ПРЕДОСТАВЛЕННЫЙ ОТРЫВОК –
- - -
Что же касается самого Мао, то уже очень скоро его стало приводить в бешенство назойливое притязание Цзян Цин на особое отношение со стороны руководства партии. Он начинал кричать и топать ногами, называл ее сукой и гнал от себя прочь. И делал все возможное для того, чтобы точно так же не пускать жену в большую политику, как с некоторых пор не пускал ее в свою спальню.
В 1947 году Мао признался одному из своих приближенных, что давно разочаровался в своей подруге. Но ему пришлось терпеть ее до самой смерти. И уже с конца сороковых годов Мао старался найти себе женщину на стороне. Муж и жена работали и спали в разных комнатах, не встречаясь даже за едой. А в те редкие моменты, когда им приходилось быть вместе, Цзян Цин сразу начинала действовать Мао на нервы, и он постоянно говорил охране, что не желает ее видеть.
- - -
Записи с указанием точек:

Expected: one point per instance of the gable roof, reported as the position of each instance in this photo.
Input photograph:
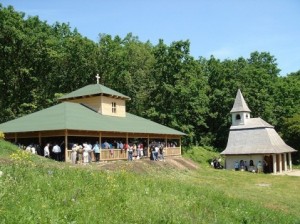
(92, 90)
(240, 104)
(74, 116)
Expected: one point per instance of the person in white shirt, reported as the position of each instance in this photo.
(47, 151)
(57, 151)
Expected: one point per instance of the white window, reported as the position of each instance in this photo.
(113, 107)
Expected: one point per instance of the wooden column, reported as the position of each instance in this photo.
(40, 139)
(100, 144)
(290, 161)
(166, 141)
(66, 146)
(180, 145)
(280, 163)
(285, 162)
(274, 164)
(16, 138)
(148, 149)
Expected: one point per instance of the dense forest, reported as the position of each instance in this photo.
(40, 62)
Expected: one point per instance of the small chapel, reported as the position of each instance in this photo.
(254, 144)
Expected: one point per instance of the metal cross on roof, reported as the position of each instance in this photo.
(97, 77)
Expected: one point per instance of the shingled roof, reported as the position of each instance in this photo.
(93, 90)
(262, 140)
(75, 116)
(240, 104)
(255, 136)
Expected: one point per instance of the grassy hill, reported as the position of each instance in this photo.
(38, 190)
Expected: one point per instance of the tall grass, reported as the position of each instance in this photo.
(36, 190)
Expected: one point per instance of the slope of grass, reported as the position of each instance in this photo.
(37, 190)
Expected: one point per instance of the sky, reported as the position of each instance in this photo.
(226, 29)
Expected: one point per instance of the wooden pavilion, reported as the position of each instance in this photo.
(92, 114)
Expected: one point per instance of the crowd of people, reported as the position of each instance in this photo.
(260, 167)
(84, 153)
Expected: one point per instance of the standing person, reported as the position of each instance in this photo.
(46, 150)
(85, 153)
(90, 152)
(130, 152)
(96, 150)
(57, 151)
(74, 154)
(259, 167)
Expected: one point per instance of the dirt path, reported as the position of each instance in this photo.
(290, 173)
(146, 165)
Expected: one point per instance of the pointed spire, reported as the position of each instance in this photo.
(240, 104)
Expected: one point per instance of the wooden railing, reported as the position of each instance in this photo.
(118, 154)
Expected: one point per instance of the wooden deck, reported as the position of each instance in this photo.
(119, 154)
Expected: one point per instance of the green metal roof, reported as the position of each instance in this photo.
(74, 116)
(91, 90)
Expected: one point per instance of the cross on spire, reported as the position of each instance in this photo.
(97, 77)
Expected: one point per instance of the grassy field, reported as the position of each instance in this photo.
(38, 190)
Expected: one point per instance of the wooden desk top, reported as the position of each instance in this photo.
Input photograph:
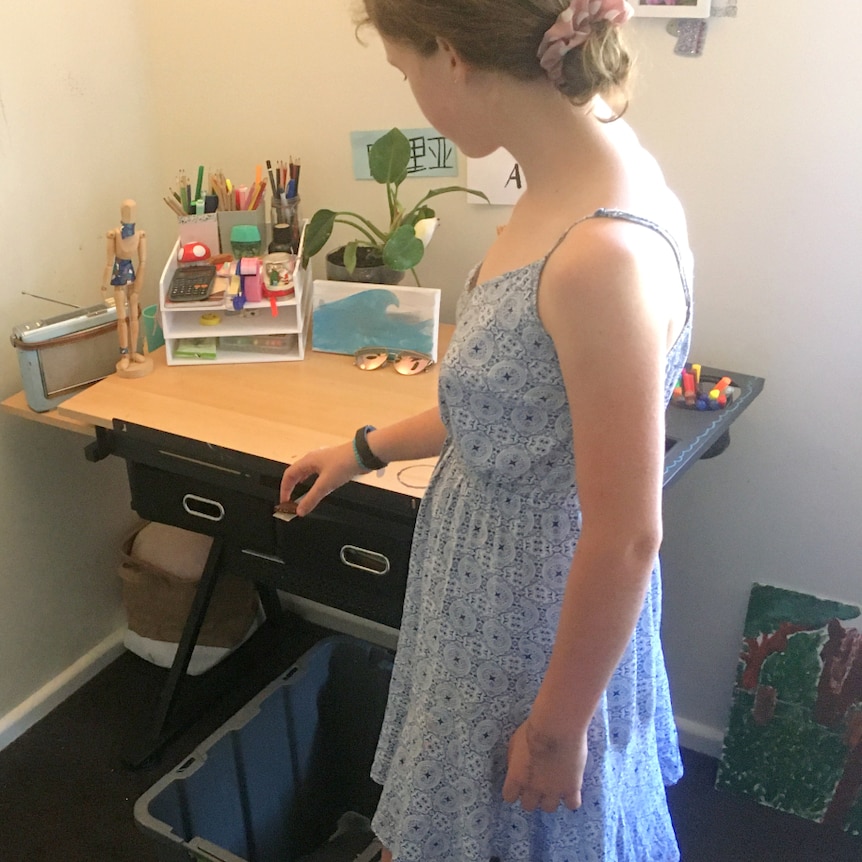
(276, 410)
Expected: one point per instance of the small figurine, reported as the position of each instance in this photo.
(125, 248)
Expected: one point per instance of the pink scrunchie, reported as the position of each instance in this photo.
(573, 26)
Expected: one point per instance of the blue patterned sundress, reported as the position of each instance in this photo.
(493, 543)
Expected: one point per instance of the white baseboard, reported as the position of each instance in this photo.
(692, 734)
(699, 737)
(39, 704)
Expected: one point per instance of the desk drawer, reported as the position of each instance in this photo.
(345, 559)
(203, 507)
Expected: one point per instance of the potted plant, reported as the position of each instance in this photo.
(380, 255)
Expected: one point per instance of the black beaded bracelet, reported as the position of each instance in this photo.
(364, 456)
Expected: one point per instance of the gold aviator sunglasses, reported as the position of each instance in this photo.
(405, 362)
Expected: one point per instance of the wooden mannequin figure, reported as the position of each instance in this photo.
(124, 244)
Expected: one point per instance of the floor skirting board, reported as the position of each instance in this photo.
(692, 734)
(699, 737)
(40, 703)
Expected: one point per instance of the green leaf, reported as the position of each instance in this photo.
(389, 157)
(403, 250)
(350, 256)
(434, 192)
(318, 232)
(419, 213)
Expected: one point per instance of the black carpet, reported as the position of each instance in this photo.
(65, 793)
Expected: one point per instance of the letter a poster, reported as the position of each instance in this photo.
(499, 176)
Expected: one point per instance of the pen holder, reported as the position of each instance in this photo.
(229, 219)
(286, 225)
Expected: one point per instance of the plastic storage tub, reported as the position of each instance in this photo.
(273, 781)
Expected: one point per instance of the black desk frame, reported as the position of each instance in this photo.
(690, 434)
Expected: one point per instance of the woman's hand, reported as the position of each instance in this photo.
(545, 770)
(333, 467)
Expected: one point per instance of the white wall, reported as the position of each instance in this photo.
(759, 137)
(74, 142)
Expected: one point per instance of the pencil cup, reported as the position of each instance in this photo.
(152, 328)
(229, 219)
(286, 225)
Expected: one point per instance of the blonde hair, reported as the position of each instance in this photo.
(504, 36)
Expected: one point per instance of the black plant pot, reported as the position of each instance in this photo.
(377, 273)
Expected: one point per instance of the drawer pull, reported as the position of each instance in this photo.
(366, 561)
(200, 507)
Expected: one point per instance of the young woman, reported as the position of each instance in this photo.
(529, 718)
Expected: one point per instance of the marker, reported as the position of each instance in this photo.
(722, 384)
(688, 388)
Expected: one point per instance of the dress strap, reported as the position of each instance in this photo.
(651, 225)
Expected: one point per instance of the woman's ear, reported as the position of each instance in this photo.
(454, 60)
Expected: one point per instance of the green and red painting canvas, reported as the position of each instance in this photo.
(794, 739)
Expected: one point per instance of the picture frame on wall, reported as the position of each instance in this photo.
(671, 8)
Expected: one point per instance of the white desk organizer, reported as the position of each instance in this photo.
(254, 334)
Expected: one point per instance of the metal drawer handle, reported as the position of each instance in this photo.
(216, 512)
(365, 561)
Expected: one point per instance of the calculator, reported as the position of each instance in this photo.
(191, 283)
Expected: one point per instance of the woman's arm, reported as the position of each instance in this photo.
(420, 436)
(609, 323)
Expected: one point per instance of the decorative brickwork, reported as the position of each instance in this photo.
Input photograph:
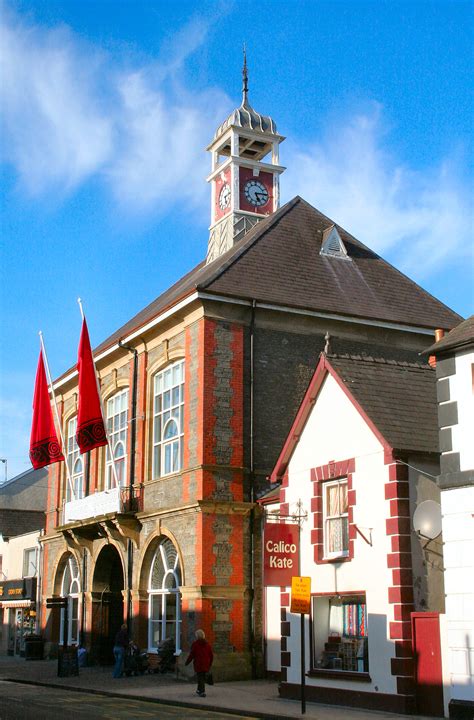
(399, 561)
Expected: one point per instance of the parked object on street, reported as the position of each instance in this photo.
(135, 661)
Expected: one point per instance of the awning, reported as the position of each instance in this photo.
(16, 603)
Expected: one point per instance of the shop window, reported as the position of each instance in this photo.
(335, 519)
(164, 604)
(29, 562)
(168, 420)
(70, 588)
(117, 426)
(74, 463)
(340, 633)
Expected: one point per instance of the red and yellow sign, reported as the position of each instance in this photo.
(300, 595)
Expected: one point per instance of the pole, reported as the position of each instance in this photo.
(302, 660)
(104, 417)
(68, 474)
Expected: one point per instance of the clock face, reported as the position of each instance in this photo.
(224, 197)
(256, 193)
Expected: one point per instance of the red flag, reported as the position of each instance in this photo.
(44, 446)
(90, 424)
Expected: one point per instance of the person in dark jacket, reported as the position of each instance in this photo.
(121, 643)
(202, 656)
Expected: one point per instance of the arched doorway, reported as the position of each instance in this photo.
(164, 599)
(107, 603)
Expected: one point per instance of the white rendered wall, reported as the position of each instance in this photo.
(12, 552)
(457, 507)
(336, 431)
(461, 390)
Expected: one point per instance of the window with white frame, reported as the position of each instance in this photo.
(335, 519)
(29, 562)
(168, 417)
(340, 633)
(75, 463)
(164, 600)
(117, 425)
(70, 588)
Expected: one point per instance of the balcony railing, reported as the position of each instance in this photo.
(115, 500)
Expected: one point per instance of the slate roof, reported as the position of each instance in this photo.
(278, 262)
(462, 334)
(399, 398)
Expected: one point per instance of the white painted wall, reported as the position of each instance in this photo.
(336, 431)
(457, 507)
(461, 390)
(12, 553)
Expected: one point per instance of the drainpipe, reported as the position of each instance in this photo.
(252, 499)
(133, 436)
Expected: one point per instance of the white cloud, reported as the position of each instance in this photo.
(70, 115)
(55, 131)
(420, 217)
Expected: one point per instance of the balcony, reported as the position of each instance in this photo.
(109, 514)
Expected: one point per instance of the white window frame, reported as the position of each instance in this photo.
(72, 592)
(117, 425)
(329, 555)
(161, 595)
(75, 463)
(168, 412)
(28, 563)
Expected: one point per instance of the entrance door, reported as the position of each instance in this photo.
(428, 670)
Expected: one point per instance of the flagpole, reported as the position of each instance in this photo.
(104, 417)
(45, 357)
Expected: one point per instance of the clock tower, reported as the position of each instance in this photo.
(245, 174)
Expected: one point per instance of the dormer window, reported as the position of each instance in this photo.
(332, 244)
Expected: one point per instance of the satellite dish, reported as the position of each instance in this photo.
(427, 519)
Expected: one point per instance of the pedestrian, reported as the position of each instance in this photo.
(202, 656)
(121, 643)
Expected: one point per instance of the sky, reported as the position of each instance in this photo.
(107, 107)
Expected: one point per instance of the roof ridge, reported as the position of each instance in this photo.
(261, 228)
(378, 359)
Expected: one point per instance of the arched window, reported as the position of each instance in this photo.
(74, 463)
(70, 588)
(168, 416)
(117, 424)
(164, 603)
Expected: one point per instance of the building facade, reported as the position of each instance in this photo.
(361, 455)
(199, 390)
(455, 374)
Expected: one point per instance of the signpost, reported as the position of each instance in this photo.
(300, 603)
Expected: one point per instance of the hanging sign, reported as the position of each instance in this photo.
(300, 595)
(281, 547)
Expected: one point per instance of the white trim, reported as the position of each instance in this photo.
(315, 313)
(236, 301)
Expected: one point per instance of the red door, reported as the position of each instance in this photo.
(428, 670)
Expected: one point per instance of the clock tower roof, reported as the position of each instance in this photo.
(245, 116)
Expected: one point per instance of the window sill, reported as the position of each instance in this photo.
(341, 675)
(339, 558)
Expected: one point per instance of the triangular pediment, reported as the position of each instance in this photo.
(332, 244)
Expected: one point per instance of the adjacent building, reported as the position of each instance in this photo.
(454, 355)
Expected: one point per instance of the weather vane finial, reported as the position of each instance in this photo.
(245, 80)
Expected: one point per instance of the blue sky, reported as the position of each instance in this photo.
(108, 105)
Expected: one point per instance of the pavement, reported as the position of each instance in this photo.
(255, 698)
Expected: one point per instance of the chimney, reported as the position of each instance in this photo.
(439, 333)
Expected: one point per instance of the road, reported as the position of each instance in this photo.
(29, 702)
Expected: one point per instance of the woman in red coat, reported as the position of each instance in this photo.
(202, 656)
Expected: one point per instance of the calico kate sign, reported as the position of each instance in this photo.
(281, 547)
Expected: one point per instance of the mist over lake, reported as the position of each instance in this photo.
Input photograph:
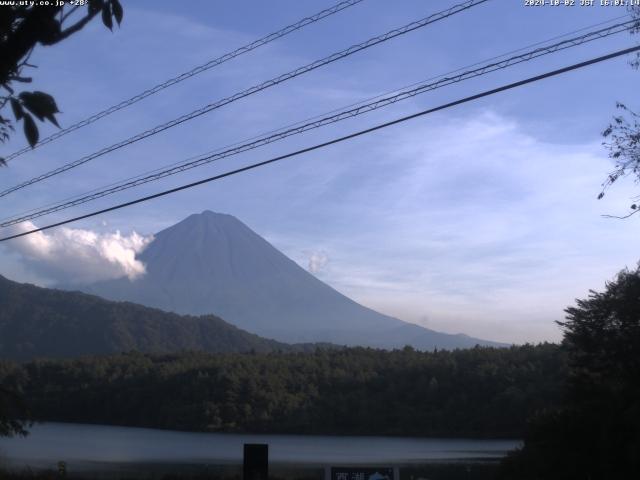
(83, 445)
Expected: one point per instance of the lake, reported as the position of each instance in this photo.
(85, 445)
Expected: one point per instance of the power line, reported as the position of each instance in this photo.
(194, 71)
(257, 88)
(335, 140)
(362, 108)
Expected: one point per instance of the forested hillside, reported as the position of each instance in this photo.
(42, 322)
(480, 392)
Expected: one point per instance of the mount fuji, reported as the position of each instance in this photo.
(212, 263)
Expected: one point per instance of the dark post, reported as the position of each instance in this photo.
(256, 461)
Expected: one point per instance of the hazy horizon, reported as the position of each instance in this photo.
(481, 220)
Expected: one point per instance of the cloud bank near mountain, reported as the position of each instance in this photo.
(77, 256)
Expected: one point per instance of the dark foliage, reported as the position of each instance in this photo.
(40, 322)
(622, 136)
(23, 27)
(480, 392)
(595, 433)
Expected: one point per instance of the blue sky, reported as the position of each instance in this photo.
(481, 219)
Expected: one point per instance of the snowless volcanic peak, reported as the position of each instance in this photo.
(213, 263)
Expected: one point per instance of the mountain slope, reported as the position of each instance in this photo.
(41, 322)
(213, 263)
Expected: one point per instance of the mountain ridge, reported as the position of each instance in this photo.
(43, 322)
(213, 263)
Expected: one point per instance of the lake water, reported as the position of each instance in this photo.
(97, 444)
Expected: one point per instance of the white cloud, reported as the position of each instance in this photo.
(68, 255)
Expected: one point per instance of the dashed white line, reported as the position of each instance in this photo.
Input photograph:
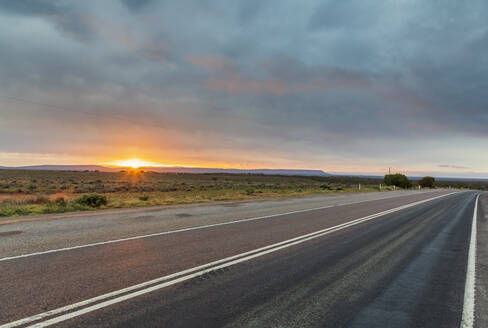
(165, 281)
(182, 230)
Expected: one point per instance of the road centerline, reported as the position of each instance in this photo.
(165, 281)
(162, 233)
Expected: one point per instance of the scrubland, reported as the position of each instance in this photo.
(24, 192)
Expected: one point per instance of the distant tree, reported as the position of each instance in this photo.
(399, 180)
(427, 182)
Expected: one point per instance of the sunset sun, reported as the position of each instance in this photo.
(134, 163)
- - -
ПИСЬМЕННОЕ ЗАДАНИЕ A –
В отрывке о Мао и Цзян Цин найдите предложение, которое начинается словами «Он начинал кричать», и перечислите все действия Мао, названные в нем.
ПИСЬМЕННОЕ ЗАДАНИЕ B –
Сообщите каждую строку записей, содержащую строку «balcony», с учетом регистра букв.
Эти записи никак не связаны с отрывком.

ПИСЬМЕННЫЙ ОТВЕТ A –
Кричал; топал ногами; называл ее сукой; гнал ее от себя прочь.

ПИСЬМЕННЫЙ ОТВЕТ B –
Expected: one point per instance of the balcony railing, reported as the position of each instance in this photo.
Expected: one point per instance of the balcony, reported as the position of each instance in this photo.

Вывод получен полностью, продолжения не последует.